A China está revolucionando sua infraestrutura elétrica com a construção de uma vasta rede de linhas de transmissão de ultra-alta tensão, conhecidas pela sigla em inglês UHV (Ultra High Voltage). Essas linhas operam com tensões superiores a 800 mil volts em corrente contínua (UHVDC) ou 1 milhão de volts em corrente alternada (UHVAC), níveis muito acima das linhas convencionais que operam, na maioria dos países, entre 220 mil e 500 mil volts.

Essas linhas de ultra-alta tensão permitem transportar eletricidade por distâncias superiores a 2.000 ou até 3.000 quilômetros, com perdas mínimas de energia — em torno de 5%, contra até 15% nas linhas convencionais em longas distâncias. Assim, a China consegue enviar a energia solar e eólica captada em regiões remotas, como o Deserto de Gobi, para as áreas urbanas e industriais do leste e sudeste do país, onde se concentram centenas de milhões de pessoas e a maior parte do PIB nacional.

Para contextualizar a magnitude dessas linhas, uma linha UHV típica na China pode transmitir cerca de 12 gigawatts (GW) de potência. Para entender o que isso representa: 1 GW é igual a 1 bilhão de watts. Um chuveiro elétrico comum consome cerca de 5.000 watts (5 kW). Assim, 12 GW poderiam, teoricamente, alimentar 2,4 milhões de chuveiros elétricos ligados simultaneamente.

Outra comparação: uma linha de 12 GW seria suficiente para abastecer aproximadamente 50 milhões de residências com consumo médio de 240 watts por residência — um valor baixo, considerando apenas consumo essencial. Para uma cidade como Nova York, que atinge cerca de 12 GW de demanda máxima em seus picos mais rigorosos (por exemplo, em dias de calor extremo com uso intensivo de ar-condicionado), uma única linha UHV poderia sustentar toda a cidade por várias horas, ou mesmo dias inteiros, em condições normais de consumo.

No Brasil, há iniciativas semelhantes. A linha de transmissão Xingu-Rio é uma UHVDC de 800 kV que se estende por 2.543 km, conectando a usina hidrelétrica de Belo Monte, no Pará, à região metropolitana do Rio de Janeiro. Essa linha transporta 4 GW de energia, quantidade suficiente para atender cerca de 22 milhões de pessoas — aproximadamente 10% da população brasileira. Apesar de impressionante, essa capacidade ainda é modesta perto dos projetos chineses, que operam a mais que o triplo da potência.

..............................

**Requisitos**
a – Devolva, copiado sem alterações, o trecho do texto sobre linhas de ultra-alta tensão que se inicia nas palavras contendo "Para contextualizar a" e se encerra em "normais de consumo.".
b – Segundo o texto sobre linhas de ultra-alta tensão, qual é a extensão da linha de transmissão Xingu-Rio?
Os registros que vêm depois não são necessários.

[Registros de marcação de pontos]
..............................

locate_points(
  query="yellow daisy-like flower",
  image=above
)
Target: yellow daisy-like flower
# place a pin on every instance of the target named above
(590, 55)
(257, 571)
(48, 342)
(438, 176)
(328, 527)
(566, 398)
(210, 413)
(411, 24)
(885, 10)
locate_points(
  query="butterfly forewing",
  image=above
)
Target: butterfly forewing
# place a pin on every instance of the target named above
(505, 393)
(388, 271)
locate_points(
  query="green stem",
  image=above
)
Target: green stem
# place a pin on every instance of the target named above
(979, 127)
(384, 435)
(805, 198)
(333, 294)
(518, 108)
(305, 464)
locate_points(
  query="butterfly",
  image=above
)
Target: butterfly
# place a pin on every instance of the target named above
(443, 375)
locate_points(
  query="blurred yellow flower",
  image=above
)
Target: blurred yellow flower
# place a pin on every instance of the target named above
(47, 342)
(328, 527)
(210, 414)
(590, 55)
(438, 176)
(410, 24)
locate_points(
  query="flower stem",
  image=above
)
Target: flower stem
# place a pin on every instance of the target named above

..............................

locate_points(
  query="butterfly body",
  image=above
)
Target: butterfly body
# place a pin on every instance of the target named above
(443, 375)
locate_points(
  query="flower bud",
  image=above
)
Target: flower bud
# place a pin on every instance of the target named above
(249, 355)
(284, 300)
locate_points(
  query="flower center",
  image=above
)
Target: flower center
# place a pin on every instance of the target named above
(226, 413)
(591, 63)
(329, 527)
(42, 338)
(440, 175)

..............................

**Respostas por tarefa**
a –
Para contextualizar a magnitude dessas linhas, uma linha UHV típica na China pode transmitir cerca de 12 gigawatts (GW) de potência. Para entender o que isso representa: 1 GW é igual a 1 bilhão de watts. Um chuveiro elétrico comum consome cerca de 5.000 watts (5 kW). Assim, 12 GW poderiam, teoricamente, alimentar 2,4 milhões de chuveiros elétricos ligados simultaneamente.

Outra comparação: uma linha de 12 GW seria suficiente para abastecer aproximadamente 50 milhões de residências com consumo médio de 240 watts por residência — um valor baixo, considerando apenas consumo essencial. Para uma cidade como Nova York, que atinge cerca de 12 GW de demanda máxima em seus picos mais rigorosos (por exemplo, em dias de calor extremo com uso intensivo de ar-condicionado), uma única linha UHV poderia sustentar toda a cidade por várias horas, ou mesmo dias inteiros, em condições normais de consumo.

b – 2.543 km.